*Exercise goal:* Copy out the records below, swapping every "photograph" for "image" and changing nothing else. Leave the pictures out of your copy.

*Records supplied:*
::::
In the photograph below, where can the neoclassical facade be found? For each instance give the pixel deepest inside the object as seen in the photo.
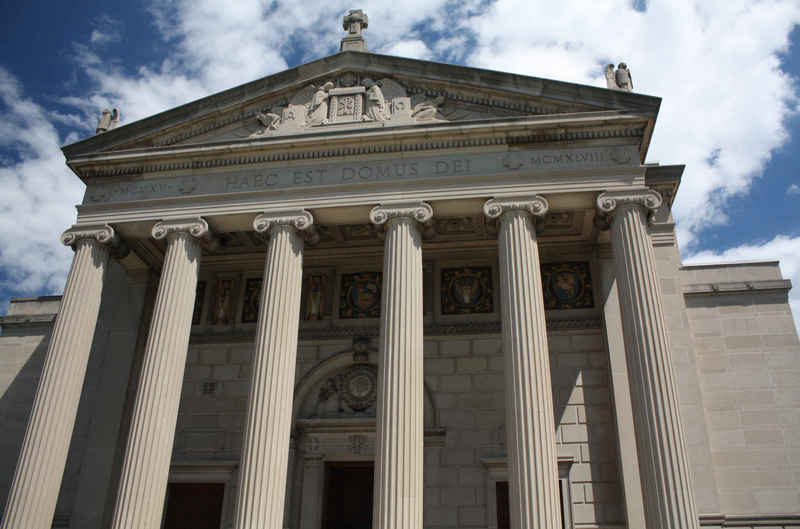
(375, 291)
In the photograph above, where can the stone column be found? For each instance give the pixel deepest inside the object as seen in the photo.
(398, 489)
(145, 470)
(262, 479)
(32, 499)
(663, 462)
(530, 422)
::::
*Output for this exercise:*
In the image below, where can the neoclassical facade be found? For each instance give the pixel deepest inside the object as seen in the photo.
(375, 291)
In the image above, where can the stone column be found? For each instance give the pixel deepest inside the object as seen in the photo.
(398, 489)
(145, 470)
(262, 479)
(32, 499)
(663, 462)
(530, 422)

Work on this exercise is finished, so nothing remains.